Given problem = Please update the records below so that every "a formatted sample" becomes "a worked sample", with everything else left unchanged.
Begin
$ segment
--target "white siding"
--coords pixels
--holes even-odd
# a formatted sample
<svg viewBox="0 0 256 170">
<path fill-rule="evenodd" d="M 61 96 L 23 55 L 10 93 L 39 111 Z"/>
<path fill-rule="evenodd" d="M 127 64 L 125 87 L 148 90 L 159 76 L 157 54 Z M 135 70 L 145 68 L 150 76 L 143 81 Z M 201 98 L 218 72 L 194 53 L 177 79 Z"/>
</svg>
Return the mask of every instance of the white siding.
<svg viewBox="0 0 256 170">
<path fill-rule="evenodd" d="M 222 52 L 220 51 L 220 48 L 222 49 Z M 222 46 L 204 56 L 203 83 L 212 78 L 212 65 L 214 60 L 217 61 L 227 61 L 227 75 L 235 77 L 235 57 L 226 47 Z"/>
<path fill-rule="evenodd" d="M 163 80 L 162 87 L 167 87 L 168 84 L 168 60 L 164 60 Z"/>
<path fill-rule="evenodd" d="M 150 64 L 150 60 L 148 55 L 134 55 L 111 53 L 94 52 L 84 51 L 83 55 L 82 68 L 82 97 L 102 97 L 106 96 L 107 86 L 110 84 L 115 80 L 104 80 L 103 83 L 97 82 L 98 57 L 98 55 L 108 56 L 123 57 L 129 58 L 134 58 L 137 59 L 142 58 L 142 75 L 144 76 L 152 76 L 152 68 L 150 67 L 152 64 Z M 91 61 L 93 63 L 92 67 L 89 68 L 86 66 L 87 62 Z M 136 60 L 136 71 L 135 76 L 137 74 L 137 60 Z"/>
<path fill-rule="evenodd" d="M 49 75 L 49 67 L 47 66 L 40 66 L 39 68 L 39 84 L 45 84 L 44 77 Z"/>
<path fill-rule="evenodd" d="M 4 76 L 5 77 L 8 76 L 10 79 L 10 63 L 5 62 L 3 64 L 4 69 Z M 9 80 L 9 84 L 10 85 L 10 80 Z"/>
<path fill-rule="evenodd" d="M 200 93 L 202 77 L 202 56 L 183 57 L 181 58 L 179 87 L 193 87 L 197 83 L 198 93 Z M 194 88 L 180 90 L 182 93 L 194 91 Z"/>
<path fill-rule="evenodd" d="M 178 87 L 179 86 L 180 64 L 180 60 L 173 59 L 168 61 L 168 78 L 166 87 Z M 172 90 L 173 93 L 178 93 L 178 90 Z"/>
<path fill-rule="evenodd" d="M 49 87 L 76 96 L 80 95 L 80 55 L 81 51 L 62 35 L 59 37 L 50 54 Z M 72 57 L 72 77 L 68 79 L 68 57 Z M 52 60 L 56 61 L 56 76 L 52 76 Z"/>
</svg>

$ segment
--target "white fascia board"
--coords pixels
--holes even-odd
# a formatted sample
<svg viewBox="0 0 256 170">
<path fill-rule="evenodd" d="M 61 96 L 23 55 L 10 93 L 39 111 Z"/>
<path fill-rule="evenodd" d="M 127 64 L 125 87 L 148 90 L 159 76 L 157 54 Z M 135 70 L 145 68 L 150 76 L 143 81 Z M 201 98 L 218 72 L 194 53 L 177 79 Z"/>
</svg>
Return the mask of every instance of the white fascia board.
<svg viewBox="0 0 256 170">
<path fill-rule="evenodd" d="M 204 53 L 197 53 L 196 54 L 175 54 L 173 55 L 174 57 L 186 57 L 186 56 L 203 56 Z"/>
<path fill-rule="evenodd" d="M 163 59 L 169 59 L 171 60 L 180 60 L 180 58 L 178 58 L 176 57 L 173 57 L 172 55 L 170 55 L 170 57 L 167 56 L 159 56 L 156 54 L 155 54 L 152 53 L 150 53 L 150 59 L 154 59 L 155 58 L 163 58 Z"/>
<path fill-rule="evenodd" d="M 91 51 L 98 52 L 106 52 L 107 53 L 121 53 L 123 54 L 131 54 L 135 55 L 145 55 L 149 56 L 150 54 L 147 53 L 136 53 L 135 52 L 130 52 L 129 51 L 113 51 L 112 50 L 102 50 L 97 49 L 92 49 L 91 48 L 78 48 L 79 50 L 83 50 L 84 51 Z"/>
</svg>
End
Written reply =
$ segment
--target "white siding"
--coords pixels
--holes even-odd
# a worked sample
<svg viewBox="0 0 256 170">
<path fill-rule="evenodd" d="M 61 96 L 23 55 L 10 93 L 39 111 Z"/>
<path fill-rule="evenodd" d="M 127 64 L 125 87 L 148 90 L 159 76 L 157 54 Z M 135 70 L 145 68 L 150 76 L 143 81 Z M 201 98 L 218 72 L 194 53 L 177 79 Z"/>
</svg>
Return the mask of every instance of the white siding.
<svg viewBox="0 0 256 170">
<path fill-rule="evenodd" d="M 222 52 L 220 51 L 220 48 L 222 49 Z M 222 46 L 204 56 L 203 83 L 212 78 L 212 65 L 214 60 L 217 61 L 227 61 L 227 75 L 235 77 L 235 57 L 226 47 Z"/>
<path fill-rule="evenodd" d="M 163 80 L 162 87 L 167 87 L 168 84 L 168 60 L 164 60 Z"/>
<path fill-rule="evenodd" d="M 150 64 L 150 60 L 148 55 L 134 55 L 111 53 L 94 52 L 84 51 L 83 55 L 82 68 L 82 97 L 102 97 L 106 96 L 107 86 L 110 84 L 115 80 L 104 80 L 103 83 L 97 82 L 98 57 L 98 55 L 108 56 L 123 57 L 129 58 L 134 58 L 137 59 L 142 58 L 142 75 L 144 76 L 152 76 L 152 68 L 150 67 L 152 64 Z M 91 61 L 93 63 L 92 67 L 89 68 L 86 66 L 87 62 Z M 136 60 L 136 71 L 135 76 L 137 74 L 137 60 Z"/>
<path fill-rule="evenodd" d="M 49 75 L 49 67 L 47 66 L 40 66 L 39 68 L 39 84 L 45 84 L 44 77 Z"/>
<path fill-rule="evenodd" d="M 4 76 L 5 77 L 8 76 L 10 79 L 10 63 L 5 62 L 3 64 L 4 69 Z M 9 80 L 9 84 L 10 85 L 10 80 Z"/>
<path fill-rule="evenodd" d="M 200 93 L 202 77 L 202 56 L 183 57 L 181 58 L 179 87 L 193 87 L 197 83 L 198 93 Z M 194 88 L 180 90 L 182 93 L 194 91 Z"/>
<path fill-rule="evenodd" d="M 178 87 L 179 86 L 180 64 L 180 60 L 173 59 L 168 61 L 168 78 L 166 87 Z M 172 90 L 173 93 L 178 93 L 178 90 Z"/>
<path fill-rule="evenodd" d="M 49 87 L 76 96 L 80 95 L 80 55 L 81 51 L 62 35 L 59 37 L 50 54 Z M 72 57 L 72 77 L 68 79 L 68 57 Z M 52 60 L 56 61 L 56 76 L 52 76 Z"/>
</svg>

$ segment
--target "white fascia board"
--coords pixels
--holes even-odd
# a worked sample
<svg viewBox="0 0 256 170">
<path fill-rule="evenodd" d="M 61 96 L 23 55 L 10 93 L 39 111 Z"/>
<path fill-rule="evenodd" d="M 127 64 L 125 87 L 148 90 L 159 76 L 157 54 Z M 135 70 L 145 68 L 150 76 L 143 81 Z M 201 98 L 218 72 L 194 53 L 177 79 Z"/>
</svg>
Return the mask of every instance of the white fascia board.
<svg viewBox="0 0 256 170">
<path fill-rule="evenodd" d="M 204 53 L 197 53 L 196 54 L 175 54 L 173 55 L 174 57 L 186 57 L 186 56 L 203 56 Z"/>
<path fill-rule="evenodd" d="M 163 59 L 169 59 L 171 60 L 180 60 L 180 58 L 178 58 L 176 57 L 173 57 L 172 55 L 170 55 L 170 57 L 167 56 L 159 56 L 156 54 L 155 54 L 152 53 L 150 53 L 150 59 L 154 59 L 155 58 L 163 58 Z"/>
<path fill-rule="evenodd" d="M 91 51 L 98 52 L 106 52 L 107 53 L 121 53 L 123 54 L 131 54 L 135 55 L 145 55 L 149 56 L 150 54 L 147 53 L 136 53 L 135 52 L 130 52 L 129 51 L 113 51 L 112 50 L 102 50 L 97 49 L 92 49 L 91 48 L 78 48 L 79 50 L 83 50 L 84 51 Z"/>
</svg>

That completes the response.